Bad argument. Most members of House and Senate are not lawmakers. Just do the math. In any given session, there are 600-1200 bills passed. That works out to about 1-2 bills per session, per member. In reality, two thirds of reps get no legislation passed. Lots of factors in that beyond ability (interests, constituency, seniority, committee chairmanship power, affiliated with party in/out of power, etc.....). Data from the 117th:
https://www.govtrack.us/congress/members/report-cards/2022/house/bills-enacted-ti
(note disclaimer in orange box).

152 reps = 0 bills
115 reps = 1 bill
83 reps = 2 bills
42 = 3
17 = 4
10 = 5
7 = 6
3 = 7
2 = 8
3 = 9
1 = 11
1 = 13

Debate on the bills is as important as the drafting of them, and on that score, she is quite effective. She focuses attention on legislation of interest to most Republicans. And on that score, her views on most issues are squarely in the mainstream of the GOP, majoritarian stuff. It's her style you don't like. But an awful lot of other people do. Cheerleading for/against legislation is an important part of the job, and she's very good at it for her constituencies.

That part in bold is really silly. The fundamental dynamic we're talking about is that GOP leadership has traditionally NOT represented well the views of the base.....that the reason we have the Freedom Caucus in the first place- to hold moderate leadership accountable for not pushing hard enough on the platform agenda. And then there's just your lack of understanding of how the House works. Leadership traditionally goes to reps who raise the most money. There are big chalkboards up 24/7, real-time standings on fundraising leaders. Relatively few districts have enough fundraising base to support it's own congressional election. So that fundraising inevitably comes from places like mega-donors, industry lobbyists, interest PACs across the spectrum, etc.... Very hard to make leadership with small donors from the base. You have to take your campaign nationwide and make news breaking glass. To make it to leadership, you have to take the swampy route....raising from all the special interest PACs, most of which are not part of the conservative movement.

# DATA EXCERPTS:
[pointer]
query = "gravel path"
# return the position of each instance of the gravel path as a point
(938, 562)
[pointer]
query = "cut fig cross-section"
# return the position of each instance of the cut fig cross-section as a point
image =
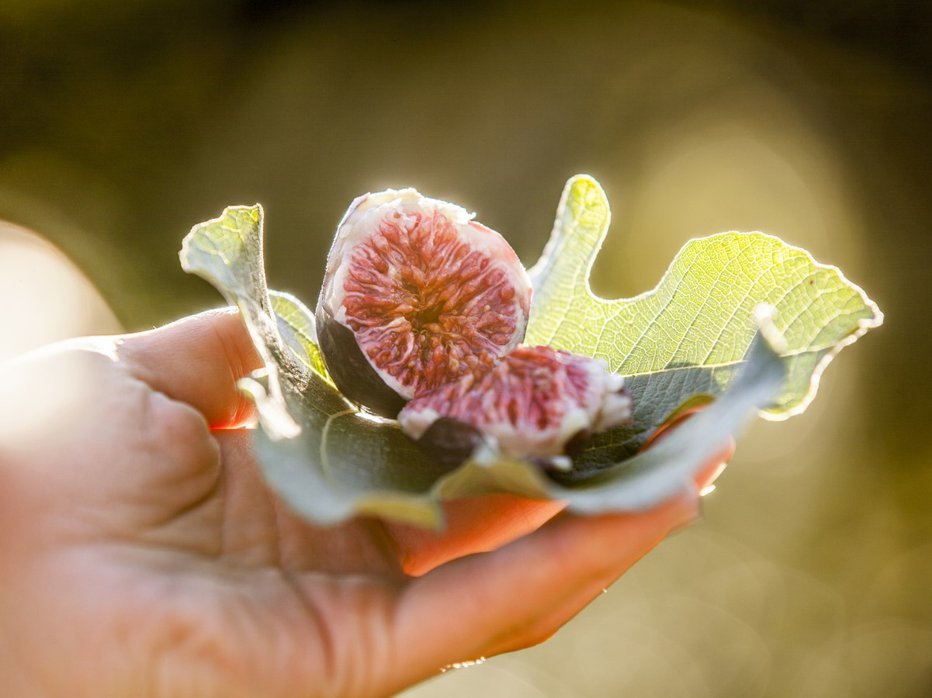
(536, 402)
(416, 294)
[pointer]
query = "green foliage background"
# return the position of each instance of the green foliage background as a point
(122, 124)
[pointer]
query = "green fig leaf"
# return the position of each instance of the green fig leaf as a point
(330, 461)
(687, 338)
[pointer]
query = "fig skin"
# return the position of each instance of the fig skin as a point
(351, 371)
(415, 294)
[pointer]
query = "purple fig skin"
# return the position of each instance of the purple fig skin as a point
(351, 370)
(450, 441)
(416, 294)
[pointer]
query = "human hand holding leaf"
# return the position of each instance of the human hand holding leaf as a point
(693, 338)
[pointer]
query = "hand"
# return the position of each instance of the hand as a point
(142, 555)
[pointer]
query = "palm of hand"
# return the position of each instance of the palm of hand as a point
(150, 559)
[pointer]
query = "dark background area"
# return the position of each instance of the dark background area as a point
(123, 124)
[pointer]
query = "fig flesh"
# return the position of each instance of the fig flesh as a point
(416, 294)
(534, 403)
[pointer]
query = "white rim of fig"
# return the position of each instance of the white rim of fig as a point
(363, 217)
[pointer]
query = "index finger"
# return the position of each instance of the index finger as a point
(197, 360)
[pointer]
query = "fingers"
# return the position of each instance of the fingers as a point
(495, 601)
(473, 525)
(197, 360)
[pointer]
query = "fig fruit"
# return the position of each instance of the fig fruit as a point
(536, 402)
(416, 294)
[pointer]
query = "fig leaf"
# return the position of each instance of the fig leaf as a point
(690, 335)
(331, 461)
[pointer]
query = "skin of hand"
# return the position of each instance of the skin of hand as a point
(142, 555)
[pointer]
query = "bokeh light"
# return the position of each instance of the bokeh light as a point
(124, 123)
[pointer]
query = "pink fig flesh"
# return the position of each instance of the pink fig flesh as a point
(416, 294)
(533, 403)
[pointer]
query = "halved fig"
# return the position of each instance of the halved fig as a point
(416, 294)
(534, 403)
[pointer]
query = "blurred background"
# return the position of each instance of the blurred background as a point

# TO BE DONE:
Please continue the text above about House members' bill counts and GOP leadership, picking up after its last sentence.

# THE OUTPUT:
Dude, if we had conservative legislation actually getting passed, there'd be no oxygen for a Freedom Caucus.

Tell you what, you are right. MTG is the Base. She is a stellar Congresswoman. Her positions will save the Nation. She is the Whip and her job is not to move Legislation or create laws. Ok? You are right. You convinced me. Long Live MTG...
Undoubtedly the leader of the GOP congressional delegation and she represents the majority of the Republican Party under Trump.
We are good. You only want to hear how right you are. So, you are right. If you are going to defend MTG as a good, responsible and sane Legislature than you are no better than the Dems pushing the Squad. There is no need to talk. That says it all. You are MAGA through and through and really don't want to discuss positions or the total Congress.
Everyone knowsTrump won in 2020

I can't say that anyone can know that for certain....but its an open question given how close the vote was and how corrupt Philly, Atlanta, Detroit and other Democratic run cities can be.

Biden pulled out a very narrow win by 80k votes in Penn, 12k votes in Georgia, 155k in Michigan, 11k votes in Arizona, 20k votes in Wisconsin

The fact that these margins were so small, the urban Democratic run cities so corrupt, and the fact that they literally stopped the voting count (while Trump as winning) only to see his leads evaporate later....does cast a pale over the election.

Mark Twain asked if there had ever been a free and fair election in Philadelphia...and that was 100+ years ago

https://en.wikipedia.org/wiki/2020_United_States_presidential_election


You don't believe Trump won?
You're a RINO
I actually do think he won.

I just can't prove how they cheated him out of it. (I assume it had something to do with mass mail in balloting)

But at the end of the day you don't care if he was cheated or not by the powers that be...you are just glad he lost.


I care about the rule of law...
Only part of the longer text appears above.